● Datos de entrada
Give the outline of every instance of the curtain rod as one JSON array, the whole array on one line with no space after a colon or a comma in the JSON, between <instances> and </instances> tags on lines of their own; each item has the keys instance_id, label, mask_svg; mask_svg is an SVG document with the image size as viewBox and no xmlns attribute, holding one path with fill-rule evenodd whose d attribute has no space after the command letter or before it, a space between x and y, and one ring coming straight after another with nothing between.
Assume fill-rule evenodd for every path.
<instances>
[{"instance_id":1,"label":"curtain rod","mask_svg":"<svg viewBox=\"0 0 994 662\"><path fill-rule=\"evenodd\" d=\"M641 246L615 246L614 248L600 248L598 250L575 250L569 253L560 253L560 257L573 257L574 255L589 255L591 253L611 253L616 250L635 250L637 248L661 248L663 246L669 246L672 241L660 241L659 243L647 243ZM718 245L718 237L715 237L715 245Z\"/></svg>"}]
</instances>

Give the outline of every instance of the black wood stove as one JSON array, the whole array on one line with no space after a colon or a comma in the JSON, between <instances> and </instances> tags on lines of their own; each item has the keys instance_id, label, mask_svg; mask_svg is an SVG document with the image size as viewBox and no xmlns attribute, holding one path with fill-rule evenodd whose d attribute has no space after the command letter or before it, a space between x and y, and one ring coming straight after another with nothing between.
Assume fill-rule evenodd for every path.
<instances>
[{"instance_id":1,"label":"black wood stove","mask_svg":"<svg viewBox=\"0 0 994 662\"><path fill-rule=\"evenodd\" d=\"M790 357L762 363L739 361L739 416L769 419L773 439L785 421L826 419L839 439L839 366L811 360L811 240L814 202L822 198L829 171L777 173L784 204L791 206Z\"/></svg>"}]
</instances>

● Problema
Copia todo el material de arriba línea por línea, sin cambiar ni un solo carácter.

● Solución del ejercicio
Give the outline of every instance of the curtain rod as one JSON array, the whole array on one line with no space after a colon or a comma in the JSON, between <instances> and </instances> tags on lines of their own; each item has the keys instance_id, label, mask_svg; mask_svg is an SVG document with the image size as viewBox and no xmlns attribute, holding one path with fill-rule evenodd whose d attribute has no space after the command letter or before it, a space between x and y, and one ring coming straight after another with nothing between.
Assume fill-rule evenodd for every path.
<instances>
[{"instance_id":1,"label":"curtain rod","mask_svg":"<svg viewBox=\"0 0 994 662\"><path fill-rule=\"evenodd\" d=\"M641 246L615 246L614 248L600 248L598 250L575 250L569 253L560 253L560 257L573 257L574 255L589 255L591 253L611 253L616 250L635 250L637 248L661 248L663 246L669 246L672 241L660 241L659 243L647 243ZM718 245L718 237L715 237L715 245Z\"/></svg>"}]
</instances>

Give the outline of every instance of the black wood stove as one JSON array, the whole array on one line with no space after a colon or a comma in the JSON, between <instances> and </instances> tags on lines of their own; each item has the keys instance_id, label, mask_svg; mask_svg is an SVG document with the image size as viewBox and no xmlns attribute, holding one path with fill-rule evenodd whose d attribute has no space after the command letter or before it, a space between x and y, and one ring coming straight after another with nothing between.
Assume fill-rule evenodd for every path.
<instances>
[{"instance_id":1,"label":"black wood stove","mask_svg":"<svg viewBox=\"0 0 994 662\"><path fill-rule=\"evenodd\" d=\"M790 357L762 363L739 361L739 416L769 419L773 439L785 421L826 419L839 439L839 366L811 360L811 240L814 202L822 198L829 171L777 173L784 204L791 206Z\"/></svg>"}]
</instances>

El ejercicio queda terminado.